**TEXT PROVIDED:**

View larger version (19K): [in this window] [in a new window]   Figure 2. The root length of H. lanatus tillers after 7 d in a nutrient solution supplemented with 133 µM As(V) plotted against the ratio of the root length in the high-As (133 µM Na2HAsO4) and zero-As solutions after 7 d. Each observation is the average of five tillers isolated from individual plants originating from seed collected at an uncontaminated or an As-contaminated site.

Plant Growth and Total P Concentrations

The dry weight and P concentration of roots and shoots are presented in Table I, whereas the analysis of variance of these data is presented in Table II. Root dry weight was not influenced significantly by any of the interactions (Table II). Increasing levels of As(V) in the nutrient solution resulted in a decrease in the root dry weight (Table I). Tolerant clones produced more roots than the non-tolerant clones, and the plants supplied with 100 µM phosphate produced significantly (P < 0.001) more roots than the plants growing in the 10 µM phosphate solution. The dry weight of shoots was significantly influenced by the As x P interaction; the shoot biomass decreased with increasing levels of As(V) in the nutrient solution only when the plants were supplied with low phosphate (10 µM). The dry weight of the shoots was further influenced by the As x clone interaction. Therefore, the shoot biomass of the non-tolerant clones decreased significantly with increasing levels of As(V) in the nutrient solution, whereas for the tolerant clones, the shoot biomass decreased only when the plants were growing in the high-As(V) solution (107 µM). The non-tolerant clones that were growing in the solution with low phosphate (10 µM) and high As(V) (107 µM) died within 4 d of As(V) application.

**EXERCISE TASKS:**
1: In the passage on plant growth, what happened to the non-tolerant clones grown in the solution with low phosphate and high As(V)?
2: Say whether each statement agrees with the passage on plant growth. Answer yes or no, and quote the words of the passage that decide it.
(a) Root dry weight was significantly influenced by the As x P interaction.
(b) Plants supplied with 100 µM phosphate produced more roots than plants growing in the 10 µM phosphate solution.
(c) In the tolerant clones, shoot biomass decreased only when the plants were growing in the high-As(V) solution.
3: Extend the passage on plant growth, starting right after its last sentence.

**DATASET EXCERPTS:**

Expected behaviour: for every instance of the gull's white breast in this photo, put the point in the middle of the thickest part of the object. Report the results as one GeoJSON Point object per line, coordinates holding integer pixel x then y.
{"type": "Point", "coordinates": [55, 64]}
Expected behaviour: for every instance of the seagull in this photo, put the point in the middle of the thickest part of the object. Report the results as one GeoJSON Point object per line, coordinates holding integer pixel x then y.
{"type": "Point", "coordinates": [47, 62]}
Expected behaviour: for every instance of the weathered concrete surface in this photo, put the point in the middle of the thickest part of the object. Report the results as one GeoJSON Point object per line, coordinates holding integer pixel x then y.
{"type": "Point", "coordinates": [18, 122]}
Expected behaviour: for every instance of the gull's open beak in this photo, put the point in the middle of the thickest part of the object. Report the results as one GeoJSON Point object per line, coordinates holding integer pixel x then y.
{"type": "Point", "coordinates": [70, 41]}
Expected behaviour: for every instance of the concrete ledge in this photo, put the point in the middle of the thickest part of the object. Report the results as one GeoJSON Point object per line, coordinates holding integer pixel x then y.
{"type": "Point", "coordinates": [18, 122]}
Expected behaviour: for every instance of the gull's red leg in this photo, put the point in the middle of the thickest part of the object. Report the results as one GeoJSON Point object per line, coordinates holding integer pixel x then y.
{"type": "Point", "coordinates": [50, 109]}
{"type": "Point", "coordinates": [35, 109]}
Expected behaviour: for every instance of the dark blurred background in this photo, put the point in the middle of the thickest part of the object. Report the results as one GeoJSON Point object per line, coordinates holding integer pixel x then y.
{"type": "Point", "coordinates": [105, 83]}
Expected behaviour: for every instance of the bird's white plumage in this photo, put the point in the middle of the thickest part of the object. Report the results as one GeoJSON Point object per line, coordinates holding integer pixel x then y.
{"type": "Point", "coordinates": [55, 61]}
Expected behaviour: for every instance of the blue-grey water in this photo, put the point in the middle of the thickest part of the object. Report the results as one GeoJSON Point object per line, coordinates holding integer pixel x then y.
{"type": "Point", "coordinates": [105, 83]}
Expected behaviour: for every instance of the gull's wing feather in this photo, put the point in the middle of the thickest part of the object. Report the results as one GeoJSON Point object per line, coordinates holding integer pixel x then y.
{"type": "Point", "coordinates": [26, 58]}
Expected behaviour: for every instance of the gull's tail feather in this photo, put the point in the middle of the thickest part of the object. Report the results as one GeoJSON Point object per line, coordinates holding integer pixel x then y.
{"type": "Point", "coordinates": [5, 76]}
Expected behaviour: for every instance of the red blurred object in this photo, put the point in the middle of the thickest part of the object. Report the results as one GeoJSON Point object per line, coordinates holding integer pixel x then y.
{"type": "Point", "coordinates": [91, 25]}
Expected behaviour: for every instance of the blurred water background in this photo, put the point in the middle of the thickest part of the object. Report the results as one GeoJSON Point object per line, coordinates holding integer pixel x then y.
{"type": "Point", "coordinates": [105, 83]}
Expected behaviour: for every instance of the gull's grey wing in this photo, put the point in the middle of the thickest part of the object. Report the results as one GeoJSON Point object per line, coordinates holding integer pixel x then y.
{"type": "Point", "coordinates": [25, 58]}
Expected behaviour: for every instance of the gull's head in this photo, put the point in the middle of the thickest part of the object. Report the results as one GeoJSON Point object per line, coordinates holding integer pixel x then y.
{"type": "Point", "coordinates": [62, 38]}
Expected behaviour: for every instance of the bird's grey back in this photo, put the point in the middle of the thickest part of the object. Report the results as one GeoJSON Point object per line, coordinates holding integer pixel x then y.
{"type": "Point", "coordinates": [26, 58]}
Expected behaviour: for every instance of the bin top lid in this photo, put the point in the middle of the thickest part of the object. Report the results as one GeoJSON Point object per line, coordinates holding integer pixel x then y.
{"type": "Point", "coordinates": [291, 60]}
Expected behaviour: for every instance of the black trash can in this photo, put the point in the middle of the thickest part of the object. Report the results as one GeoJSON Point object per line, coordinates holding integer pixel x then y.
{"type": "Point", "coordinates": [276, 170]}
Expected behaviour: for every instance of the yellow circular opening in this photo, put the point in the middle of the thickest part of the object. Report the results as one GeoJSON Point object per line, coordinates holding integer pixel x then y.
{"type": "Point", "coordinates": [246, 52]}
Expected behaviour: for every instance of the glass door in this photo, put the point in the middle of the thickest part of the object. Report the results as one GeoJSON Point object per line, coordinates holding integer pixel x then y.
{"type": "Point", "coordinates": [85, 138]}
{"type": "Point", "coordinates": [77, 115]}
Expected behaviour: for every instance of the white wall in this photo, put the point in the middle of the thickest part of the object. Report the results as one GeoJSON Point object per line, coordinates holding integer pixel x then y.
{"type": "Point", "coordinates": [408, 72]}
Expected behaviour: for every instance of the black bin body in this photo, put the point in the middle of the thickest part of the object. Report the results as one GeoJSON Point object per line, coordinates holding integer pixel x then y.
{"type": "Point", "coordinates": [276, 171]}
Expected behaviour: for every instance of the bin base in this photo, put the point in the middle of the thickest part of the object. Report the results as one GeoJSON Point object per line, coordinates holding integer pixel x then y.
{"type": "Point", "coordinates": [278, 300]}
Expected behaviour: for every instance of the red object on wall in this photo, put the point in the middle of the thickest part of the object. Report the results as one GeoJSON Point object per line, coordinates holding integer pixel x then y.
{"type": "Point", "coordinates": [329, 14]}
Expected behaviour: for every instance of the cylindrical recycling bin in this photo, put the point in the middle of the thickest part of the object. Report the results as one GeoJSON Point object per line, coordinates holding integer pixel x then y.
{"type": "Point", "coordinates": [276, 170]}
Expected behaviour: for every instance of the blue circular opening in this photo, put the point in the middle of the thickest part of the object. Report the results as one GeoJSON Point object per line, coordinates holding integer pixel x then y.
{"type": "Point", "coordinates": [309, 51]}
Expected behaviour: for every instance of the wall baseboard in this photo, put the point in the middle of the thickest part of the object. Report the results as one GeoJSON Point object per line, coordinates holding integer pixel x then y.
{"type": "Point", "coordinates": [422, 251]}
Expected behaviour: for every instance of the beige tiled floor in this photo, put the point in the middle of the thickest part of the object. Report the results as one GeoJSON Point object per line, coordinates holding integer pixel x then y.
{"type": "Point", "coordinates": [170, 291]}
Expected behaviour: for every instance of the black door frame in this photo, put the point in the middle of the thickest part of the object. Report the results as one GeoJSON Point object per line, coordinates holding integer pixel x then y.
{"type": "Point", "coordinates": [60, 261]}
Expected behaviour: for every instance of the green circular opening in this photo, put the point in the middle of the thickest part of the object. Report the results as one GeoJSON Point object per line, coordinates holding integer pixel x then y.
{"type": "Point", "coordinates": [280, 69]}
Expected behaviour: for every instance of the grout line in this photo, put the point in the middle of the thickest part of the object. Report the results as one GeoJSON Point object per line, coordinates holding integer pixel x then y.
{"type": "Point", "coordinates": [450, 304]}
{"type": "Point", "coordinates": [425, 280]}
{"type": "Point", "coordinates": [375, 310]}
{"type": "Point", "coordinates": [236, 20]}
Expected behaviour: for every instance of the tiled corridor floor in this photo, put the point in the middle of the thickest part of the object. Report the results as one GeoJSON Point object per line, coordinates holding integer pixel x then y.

**WRITTEN RESPONSES:**
1: They died within 4 d of As(V) application.

2:
(a) No: "Root dry weight was not influenced significantly by any of the interactions"
(b) Yes: "the plants supplied with 100 µM phosphate produced significantly (P < 0.001) more roots than the plants growing in the 10 µM phosphate solution"
(c) Yes: "for the tolerant clones, the shoot biomass decreased only when the plants were growing in the high-As(V) solution (107 µM)"

3:
Phosphorus concentrations in roots and shoots were significantly influenced by the As x P interaction (Table II). Therefore, in plants treated with 100 µM phosphate, the P concentration in roots and shoots decreased with increasing levels of As(V), whereas for plants supplied with 10 µM phosphate, the P concentration increased with higher levels of As(V) in the nutrient solution (Table I). The non-tolerant clones contained significantly (P < 0.001) more P in roots and shoots than the tolerant clones.

As Concentrations in Roots and Shoots

As concentration in roots was not influenced by any of the interactions (Table III). The tolerant clones contained significantly (P < 0.001) less As in roots than the non-tolerant clones (Fig. 3). The As concentration in the roots increased significantly with increasing levels of As(V) in the nutrient solution, whereas increasing phosphate concentration from 10 to 100 µM decreased the As concentration in the roots by up to 90% in both tolerant and non-tolerant clones and across all levels of As(V) applied.

View larger version (31K): [in this window] [in a new window]   Figure 3. Concentrations of total As in roots and shoots of H. lanatus clones tolerant and non-tolerant to As. Plants were exposed to a range of As(V) concentrations in the low-P (10 µM = LP) and the high-P (100 µM = HP) nutrient solutions for 30 d. The fraction (in %) of total shoot As in relation to the total plant As is presented above or next to the bar (SE in parentheses). Data represent the means + SE. * indicates that dead plant material was included.

For the total As concentration in shoots, the clone x P interaction was significant, indicating that the As concentration in shoots was lower in tolerant than in non-tolerant clones at low P (10 µM), but not at high P (100 µM; Fig. 4; Table III). The As x P interaction was also significant, indicating that the As concentration in the shoots increased more with increasing levels of As(V) in the solution at high P (100 µM) than at low P (10 µM). The significance of the As x clone interaction indicated that the non-tolerant clones contained more As than tolerant clones only at 1.33 and 107 µM solution concentration of As(V).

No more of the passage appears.